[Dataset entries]

Content starts

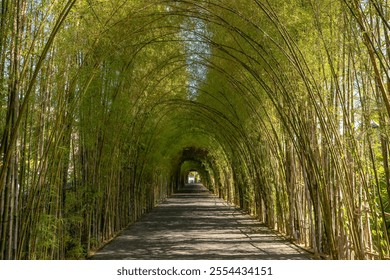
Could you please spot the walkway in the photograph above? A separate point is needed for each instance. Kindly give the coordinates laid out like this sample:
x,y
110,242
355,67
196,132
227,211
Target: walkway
x,y
194,224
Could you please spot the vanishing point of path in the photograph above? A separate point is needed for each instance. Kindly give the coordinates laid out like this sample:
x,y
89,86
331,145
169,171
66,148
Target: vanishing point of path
x,y
194,225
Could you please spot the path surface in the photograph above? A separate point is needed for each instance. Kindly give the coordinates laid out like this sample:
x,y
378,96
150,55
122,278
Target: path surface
x,y
194,224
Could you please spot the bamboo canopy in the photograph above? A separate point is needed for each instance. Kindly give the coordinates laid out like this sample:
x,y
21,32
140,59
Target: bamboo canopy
x,y
282,107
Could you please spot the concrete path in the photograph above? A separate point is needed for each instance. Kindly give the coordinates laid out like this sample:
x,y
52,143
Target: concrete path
x,y
196,225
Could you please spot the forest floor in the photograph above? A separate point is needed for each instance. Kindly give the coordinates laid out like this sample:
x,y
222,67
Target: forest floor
x,y
195,224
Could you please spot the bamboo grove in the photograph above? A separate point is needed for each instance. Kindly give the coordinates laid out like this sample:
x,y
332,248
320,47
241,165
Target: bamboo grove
x,y
282,106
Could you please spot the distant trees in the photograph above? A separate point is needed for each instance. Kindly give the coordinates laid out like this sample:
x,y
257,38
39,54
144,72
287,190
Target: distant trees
x,y
283,105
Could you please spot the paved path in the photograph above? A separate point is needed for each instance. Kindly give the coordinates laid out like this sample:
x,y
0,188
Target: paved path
x,y
194,224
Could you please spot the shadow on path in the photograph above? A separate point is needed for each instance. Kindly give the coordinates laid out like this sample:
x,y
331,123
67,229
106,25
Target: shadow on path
x,y
194,224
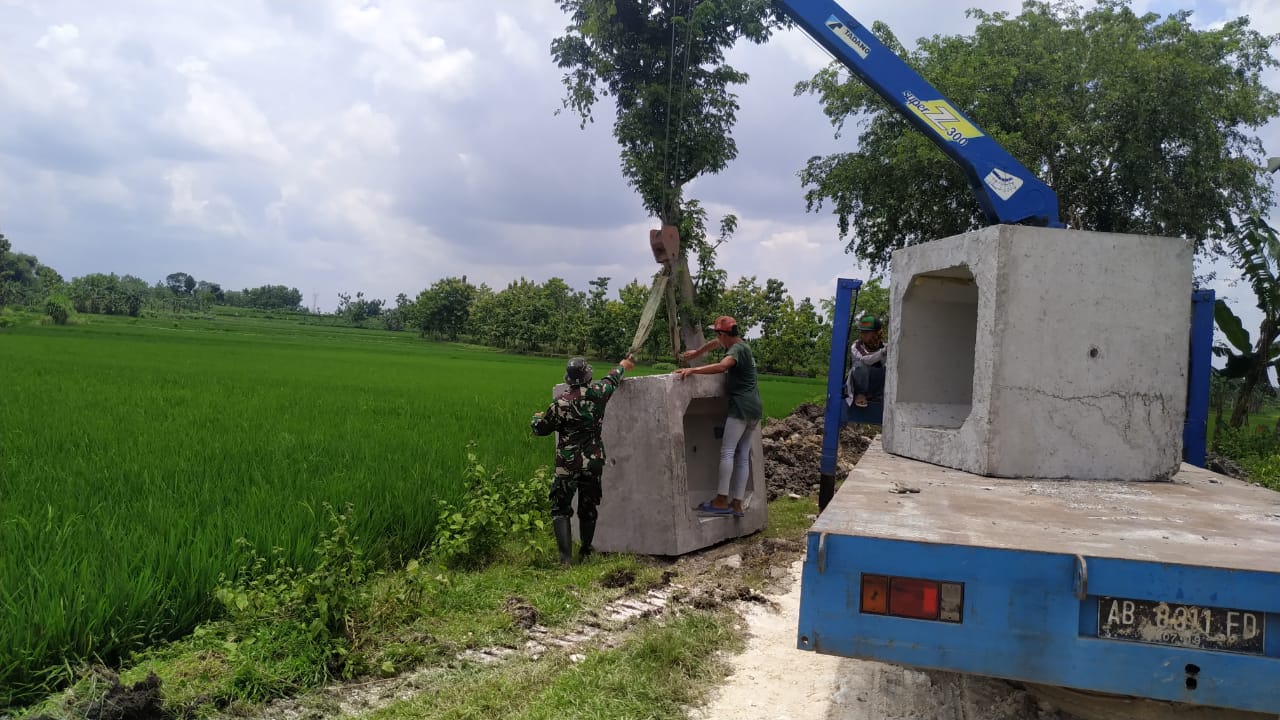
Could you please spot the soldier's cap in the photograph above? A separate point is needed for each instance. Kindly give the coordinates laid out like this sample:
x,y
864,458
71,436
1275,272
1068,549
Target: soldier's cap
x,y
725,324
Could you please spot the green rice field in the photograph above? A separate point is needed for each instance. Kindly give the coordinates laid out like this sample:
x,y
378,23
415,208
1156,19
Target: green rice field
x,y
133,452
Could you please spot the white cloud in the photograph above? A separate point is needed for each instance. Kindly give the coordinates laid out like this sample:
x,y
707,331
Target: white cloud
x,y
347,145
223,118
398,53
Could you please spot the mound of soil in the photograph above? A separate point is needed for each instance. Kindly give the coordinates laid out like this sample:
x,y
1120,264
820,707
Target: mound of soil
x,y
792,450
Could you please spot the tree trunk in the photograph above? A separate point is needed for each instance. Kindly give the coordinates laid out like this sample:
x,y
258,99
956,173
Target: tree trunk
x,y
690,332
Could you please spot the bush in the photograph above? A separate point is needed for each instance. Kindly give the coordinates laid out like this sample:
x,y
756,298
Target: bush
x,y
59,309
493,511
318,604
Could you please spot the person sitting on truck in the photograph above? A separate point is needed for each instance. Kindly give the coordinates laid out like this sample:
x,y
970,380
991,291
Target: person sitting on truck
x,y
577,417
867,374
745,410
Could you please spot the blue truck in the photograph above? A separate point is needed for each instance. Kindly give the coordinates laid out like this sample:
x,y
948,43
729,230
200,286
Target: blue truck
x,y
1162,592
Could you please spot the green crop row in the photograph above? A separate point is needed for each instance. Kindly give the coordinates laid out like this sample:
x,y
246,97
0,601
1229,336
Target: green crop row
x,y
135,452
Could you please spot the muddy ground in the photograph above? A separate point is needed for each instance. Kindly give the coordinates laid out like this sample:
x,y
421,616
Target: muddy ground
x,y
792,451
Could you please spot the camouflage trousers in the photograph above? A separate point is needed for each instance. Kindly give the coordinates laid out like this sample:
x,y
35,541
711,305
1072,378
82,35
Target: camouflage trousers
x,y
589,491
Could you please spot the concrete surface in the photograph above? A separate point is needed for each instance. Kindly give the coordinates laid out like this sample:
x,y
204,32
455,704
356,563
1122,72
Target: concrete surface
x,y
1200,518
1037,352
662,449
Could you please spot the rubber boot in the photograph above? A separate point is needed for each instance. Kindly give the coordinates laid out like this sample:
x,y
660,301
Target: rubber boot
x,y
563,538
586,531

Content ends

Task: With the pictures removed, return the data above word for word.

Task answer:
Could you please spot the walkway in the photograph above? A separate point is needed for each instance. Kindly give the coordinates laid out like this sample:
x,y
110,242
355,67
196,132
227,211
Target: walkway
x,y
194,224
Could you please spot the vanishing point of path in the photograph above? A separate point is needed for each instance. Kindly give the coordinates laid out like this sample:
x,y
89,86
331,145
169,171
66,148
Target: vanishing point of path
x,y
194,225
Could you please spot the path surface in the photograph above? A separate point is needed for each instance. Kindly give the coordinates laid out like this sample:
x,y
378,96
150,55
122,278
Target: path surface
x,y
194,224
Could you please spot the bamboo canopy in the photograph above? A separate point is needed for each instance. Kindly give the coordinates laid out like this sample:
x,y
21,32
140,59
Target: bamboo canopy
x,y
282,107
Could you please spot the concrete path in the photograph above? A separate point is needed for each instance. Kindly give the coordinates laid out like this sample:
x,y
52,143
Target: concrete path
x,y
196,225
Could you please spot the forest floor in the photograph above? A separate point is needed for each instance. Kindly give the coordinates laid out like this sample:
x,y
222,67
Target: forest floor
x,y
195,224
Could you please spot the bamboo grove in the photograph above? A separate point is needed for each instance. Kindly give the coordinates laid out like this sample:
x,y
332,248
320,47
241,165
Target: bamboo grove
x,y
282,106
Could you please spot the distant trees in the photograph above? A separate point is needed for each instance. Kindly give the coordinates laid out like this sample:
x,y
257,38
39,54
144,72
287,190
Target: distant trees
x,y
283,105
Could you please spot the paved path in the photograph above? A separate point is needed for each instance. Kindly give the coordinates laid out like this sample:
x,y
0,188
Target: paved path
x,y
194,224
Could you please spot the shadow on path in the photograph above? A separate point is needed for each instance. Kindly give the coordinates laid out like this sample:
x,y
331,123
67,229
106,25
Target: shadow on path
x,y
194,224
Could you please spot the soldier's cap in the photograph above? A separate point is needed for each instance. Kindly give the coordinates laid out like this sample:
x,y
864,458
71,436
1275,272
1068,549
Target: soldier's cap
x,y
725,324
Could you please spot the green rice field in the photograph above? A separate point is needed for each instance. Kindly give the coordinates laid out like this sample:
x,y
378,23
415,208
1156,19
Target: green rice field
x,y
133,452
Could you please spot the white cloud in the photograph above? A separate point is needed for each instance. Kindly give the coordinates laid out like this sample:
x,y
707,331
Target: white cloud
x,y
347,145
223,118
398,53
Could you please spot the mound of soil in the photograph above? A separate point is needed for each instance. Kindly give the coordinates laid out like this sample:
x,y
1120,264
820,707
Target: mound of soil
x,y
792,450
Could you please spot the tree trunk in the photograph above? A separate point is needed for each instance. Kindly give the coordinates laid out like this sample:
x,y
258,99
956,173
Target: tree trunk
x,y
690,332
Could you please spot the bush in the photograph above? A separate point is needed for each instance. Kindly give the coordinates laid out like this sample:
x,y
756,298
Target: bush
x,y
59,309
493,511
318,604
Could you please spot the person sitting on truck in the photograph above? A separate point is needed for each instance. Kindly give the coordinates laid out like this sample:
x,y
970,380
991,291
Target: person sitting on truck
x,y
577,417
867,374
745,410
Could you please spot the blue truck in the photograph above? A separate point is needed for each instance. Kindly give the coordinates laid out like this sample:
x,y
948,43
729,230
200,286
Target: blue truck
x,y
1162,592
Could you please spot the green crop row in the photograph above? A separate point is needed for each instance. Kindly give the coordinates laid out like this sample:
x,y
246,97
0,601
1229,336
Target: green crop row
x,y
135,452
Could you please spot the muddy ground in the photograph above? A separate point is needed for each instance. Kindly give the coordinates laid out like this sample:
x,y
421,616
Target: muddy ground
x,y
792,451
Could you please spot the camouflage trousers in the photograph above? A separate point is needed for each instance. Kindly give the coordinates laid out like this sample:
x,y
35,541
711,305
1072,378
82,35
Target: camouflage trousers
x,y
589,491
Could you please spot the concrete surface in the photograph above? A separate point is needed for each instance. Kindly give the coordinates laid out like this sample:
x,y
204,32
455,704
356,563
1122,72
Target: concrete surface
x,y
1200,518
1037,352
662,449
Could you please spot the rubber boot in the photograph above? A separate point is needed for each instance. Kindly give the coordinates laid out like this sample:
x,y
660,301
Target: rubber boot
x,y
563,538
586,531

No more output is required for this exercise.